Time of day plays a critical role in shaping the temporal dynamics of crime across geographic space. The importance of high temporal resolution is highlighted in Schubert’s (2014) study, which examined fluctuations in crime rates in relation to population movement across different locations and time intervals. Building on this perspective, Hipp et al. (2019) utilized social media data to investigate the relationship between crime rates and time of day, offering valuable insights into how variations in the ambient population can influence crime levels within specific spatial units over short time periods.
Methods
Study Area
This research focuses on Georgetown, the capital city of Guyana—a country in the South American continent bounded to the east by Venezuela and west by Suriname. It shares a cultural heritage with other neighboring Caribbean countries such as Trinidad and Tobago and Jamaica (Cummings et al., 2019). In 2015, Guyana made significant offshore oil discoveries and started oil production in December 2019 (Guyana Chronicles, 2019). Like other oil-producing countries, this accelerated the development and growth of the country, attracting foreign expertise and industry establishment (Cummings et al., 2024). What distinguishes Guyana, however, is the highly centralized nature of its development; most economic, infrastructural, and institutional growth is concentrated in and around Georgetown, creating a unique urban dynamic within the national context (Cummings et al., 2024).
Georgetown (Figure 1) is the country’s hub for commerce, governance, and recreation (Cummings et al., 2019). Located at an approximately 6.8044°, −58.1552° Georgetown covers a land area of about 70 km2. With an estimated population of 191,810 (Bureau of Statistics, 2014; Cummings et al., 2024) and approximate population density of 2,740 per km2, Georgetown is the most densely populated city in Guyana. The concentration of people within the city increases the possibility of intersection between the awareness space of a motivated offender and that of a potential victim, presenting several opportunities for criminal activity, hence why it is an ideal study area for this research. Since its inception in the 18th century by the European colonists, Georgetown has evolved into a unique blend of African, Indian, Amerindian, and European influences, making it a microcosm of the country’s diverse heritage (Cummings et al., 2024; Edwards et al., 2005). The city, originally designed by the Dutch, features a canal system built for agricultural irrigation, drainage, and coastal protection. Today, the city reflects a sharp contrast between its historic architecture and areas characterized by some level of urban decay and dilapidation (Cummings et al., 2024). In recent years, the city’s architecture has evolved to include modern shopping centers, which are run by local business owners and foreign investors. The streets along the water channels, which were originally designed for light, low-capacity transport typical of earlier eras, have since been modified to accommodate modern vehicular use, facilitating the concentration of commercial and recreational activities, providing opportunities for crime.

Study area.

## Data provided
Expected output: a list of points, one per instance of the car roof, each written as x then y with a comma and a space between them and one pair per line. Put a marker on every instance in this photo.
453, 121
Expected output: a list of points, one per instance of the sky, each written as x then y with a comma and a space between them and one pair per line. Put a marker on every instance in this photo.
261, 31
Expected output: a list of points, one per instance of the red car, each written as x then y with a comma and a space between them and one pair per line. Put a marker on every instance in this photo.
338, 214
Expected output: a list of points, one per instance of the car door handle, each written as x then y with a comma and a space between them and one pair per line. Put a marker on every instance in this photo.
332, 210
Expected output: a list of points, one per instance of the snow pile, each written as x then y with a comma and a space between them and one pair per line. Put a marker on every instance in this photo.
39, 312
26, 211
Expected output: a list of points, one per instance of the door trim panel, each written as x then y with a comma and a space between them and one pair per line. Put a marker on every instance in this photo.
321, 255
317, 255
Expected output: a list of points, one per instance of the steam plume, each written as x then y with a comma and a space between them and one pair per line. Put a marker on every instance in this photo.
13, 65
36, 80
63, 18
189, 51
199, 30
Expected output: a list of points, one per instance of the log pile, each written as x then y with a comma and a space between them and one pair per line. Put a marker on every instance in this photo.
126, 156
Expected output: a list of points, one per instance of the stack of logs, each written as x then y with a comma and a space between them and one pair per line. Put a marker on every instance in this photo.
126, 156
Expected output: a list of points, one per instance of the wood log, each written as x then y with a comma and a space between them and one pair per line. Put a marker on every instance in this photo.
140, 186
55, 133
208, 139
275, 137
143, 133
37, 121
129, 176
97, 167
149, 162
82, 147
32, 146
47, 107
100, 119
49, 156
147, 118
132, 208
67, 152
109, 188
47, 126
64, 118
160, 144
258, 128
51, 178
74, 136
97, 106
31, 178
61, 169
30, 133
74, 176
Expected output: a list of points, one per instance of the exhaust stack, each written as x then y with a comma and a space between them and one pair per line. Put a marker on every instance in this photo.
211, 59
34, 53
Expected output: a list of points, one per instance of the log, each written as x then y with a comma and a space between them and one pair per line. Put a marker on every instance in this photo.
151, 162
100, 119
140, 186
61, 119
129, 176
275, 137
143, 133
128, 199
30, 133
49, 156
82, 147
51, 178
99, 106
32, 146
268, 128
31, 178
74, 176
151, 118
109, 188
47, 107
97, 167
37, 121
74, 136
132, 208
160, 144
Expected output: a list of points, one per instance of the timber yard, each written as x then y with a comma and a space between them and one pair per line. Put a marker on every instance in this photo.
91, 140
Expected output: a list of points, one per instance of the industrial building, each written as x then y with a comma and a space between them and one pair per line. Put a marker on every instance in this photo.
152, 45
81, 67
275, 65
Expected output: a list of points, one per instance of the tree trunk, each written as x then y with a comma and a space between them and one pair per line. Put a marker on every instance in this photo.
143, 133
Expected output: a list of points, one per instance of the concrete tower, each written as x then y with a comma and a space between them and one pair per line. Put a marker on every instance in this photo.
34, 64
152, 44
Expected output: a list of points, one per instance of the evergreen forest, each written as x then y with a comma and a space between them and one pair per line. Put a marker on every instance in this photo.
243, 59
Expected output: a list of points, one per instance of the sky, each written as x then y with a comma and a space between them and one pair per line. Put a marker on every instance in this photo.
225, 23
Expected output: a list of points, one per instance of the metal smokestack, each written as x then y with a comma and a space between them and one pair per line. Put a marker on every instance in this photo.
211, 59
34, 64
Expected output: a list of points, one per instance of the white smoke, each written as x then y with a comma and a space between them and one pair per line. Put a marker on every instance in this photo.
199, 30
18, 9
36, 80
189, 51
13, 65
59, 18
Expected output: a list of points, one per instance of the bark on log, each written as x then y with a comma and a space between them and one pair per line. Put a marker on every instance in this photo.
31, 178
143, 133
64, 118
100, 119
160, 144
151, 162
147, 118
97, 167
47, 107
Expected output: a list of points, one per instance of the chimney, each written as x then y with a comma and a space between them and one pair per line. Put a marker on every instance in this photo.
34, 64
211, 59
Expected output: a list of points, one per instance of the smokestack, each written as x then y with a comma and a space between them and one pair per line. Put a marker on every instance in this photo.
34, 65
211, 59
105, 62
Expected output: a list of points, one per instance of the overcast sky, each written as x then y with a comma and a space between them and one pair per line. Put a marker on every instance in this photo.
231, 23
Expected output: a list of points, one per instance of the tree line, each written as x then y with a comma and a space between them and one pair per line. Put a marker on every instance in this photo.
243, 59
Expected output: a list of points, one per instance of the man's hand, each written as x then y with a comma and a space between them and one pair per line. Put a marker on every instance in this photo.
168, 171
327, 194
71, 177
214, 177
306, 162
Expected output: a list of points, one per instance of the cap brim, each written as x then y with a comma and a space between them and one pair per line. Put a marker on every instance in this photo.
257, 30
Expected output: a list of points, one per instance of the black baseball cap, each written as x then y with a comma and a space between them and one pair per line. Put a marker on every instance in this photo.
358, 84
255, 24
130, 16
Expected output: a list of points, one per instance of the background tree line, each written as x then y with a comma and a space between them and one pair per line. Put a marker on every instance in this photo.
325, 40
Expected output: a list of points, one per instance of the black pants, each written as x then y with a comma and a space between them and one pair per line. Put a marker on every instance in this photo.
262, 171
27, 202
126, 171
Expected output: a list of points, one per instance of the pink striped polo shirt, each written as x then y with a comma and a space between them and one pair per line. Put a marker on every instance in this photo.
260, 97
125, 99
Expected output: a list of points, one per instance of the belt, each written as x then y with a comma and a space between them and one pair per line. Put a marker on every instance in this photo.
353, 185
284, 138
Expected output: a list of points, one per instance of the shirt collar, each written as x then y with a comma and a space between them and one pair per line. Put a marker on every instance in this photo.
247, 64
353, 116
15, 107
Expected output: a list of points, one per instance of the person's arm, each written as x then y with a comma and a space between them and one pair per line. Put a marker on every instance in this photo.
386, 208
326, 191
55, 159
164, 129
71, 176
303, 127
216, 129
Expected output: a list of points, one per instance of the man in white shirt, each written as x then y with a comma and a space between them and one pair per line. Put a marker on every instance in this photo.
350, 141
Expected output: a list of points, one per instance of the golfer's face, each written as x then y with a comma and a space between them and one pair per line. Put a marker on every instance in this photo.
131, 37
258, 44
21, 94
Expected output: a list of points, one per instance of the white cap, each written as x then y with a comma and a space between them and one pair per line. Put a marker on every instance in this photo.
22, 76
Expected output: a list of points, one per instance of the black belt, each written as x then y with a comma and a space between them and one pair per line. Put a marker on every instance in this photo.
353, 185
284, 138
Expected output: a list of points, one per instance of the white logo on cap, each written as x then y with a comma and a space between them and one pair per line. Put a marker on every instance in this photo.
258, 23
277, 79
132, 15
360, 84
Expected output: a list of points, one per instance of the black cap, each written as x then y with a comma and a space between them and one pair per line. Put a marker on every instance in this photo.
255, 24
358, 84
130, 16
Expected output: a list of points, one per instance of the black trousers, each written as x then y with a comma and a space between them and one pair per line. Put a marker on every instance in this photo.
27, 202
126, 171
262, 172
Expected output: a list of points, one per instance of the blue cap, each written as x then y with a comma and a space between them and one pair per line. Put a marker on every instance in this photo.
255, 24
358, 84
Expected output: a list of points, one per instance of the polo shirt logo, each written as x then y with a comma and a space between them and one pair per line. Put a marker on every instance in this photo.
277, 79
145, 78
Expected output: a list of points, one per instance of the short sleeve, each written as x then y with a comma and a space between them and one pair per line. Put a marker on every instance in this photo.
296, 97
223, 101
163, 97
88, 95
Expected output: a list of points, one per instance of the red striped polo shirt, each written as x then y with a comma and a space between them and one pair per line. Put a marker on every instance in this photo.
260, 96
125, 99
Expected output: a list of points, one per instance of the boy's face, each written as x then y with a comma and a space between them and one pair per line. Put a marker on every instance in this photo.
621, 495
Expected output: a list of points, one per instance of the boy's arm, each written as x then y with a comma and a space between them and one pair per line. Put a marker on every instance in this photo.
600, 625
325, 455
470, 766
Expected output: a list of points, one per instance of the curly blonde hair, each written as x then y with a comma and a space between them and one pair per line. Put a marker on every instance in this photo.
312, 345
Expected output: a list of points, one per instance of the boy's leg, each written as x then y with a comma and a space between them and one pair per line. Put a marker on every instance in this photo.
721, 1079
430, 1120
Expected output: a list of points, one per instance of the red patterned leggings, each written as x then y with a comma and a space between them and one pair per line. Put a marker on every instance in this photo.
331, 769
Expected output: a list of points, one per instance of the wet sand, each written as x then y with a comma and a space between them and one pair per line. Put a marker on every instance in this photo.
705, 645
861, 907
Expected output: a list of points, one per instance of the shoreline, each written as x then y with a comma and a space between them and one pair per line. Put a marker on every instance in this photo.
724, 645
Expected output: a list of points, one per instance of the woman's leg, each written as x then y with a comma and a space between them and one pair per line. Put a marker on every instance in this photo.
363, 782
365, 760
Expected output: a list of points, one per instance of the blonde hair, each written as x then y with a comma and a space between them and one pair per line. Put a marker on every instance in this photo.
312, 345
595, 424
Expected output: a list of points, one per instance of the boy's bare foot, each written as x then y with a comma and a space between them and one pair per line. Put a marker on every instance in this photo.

## Required work
Extract the stretch of the Georgetown crime text above from "Time of day plays" through "short time periods.", word for word.

## In response
Time of day plays a critical role in shaping the temporal dynamics of crime across geographic space. The importance of high temporal resolution is highlighted in Schubert’s (2014) study, which examined fluctuations in crime rates in relation to population movement across different locations and time intervals. Building on this perspective, Hipp et al. (2019) utilized social media data to investigate the relationship between crime rates and time of day, offering valuable insights into how variations in the ambient population can influence crime levels within specific spatial units over short time periods.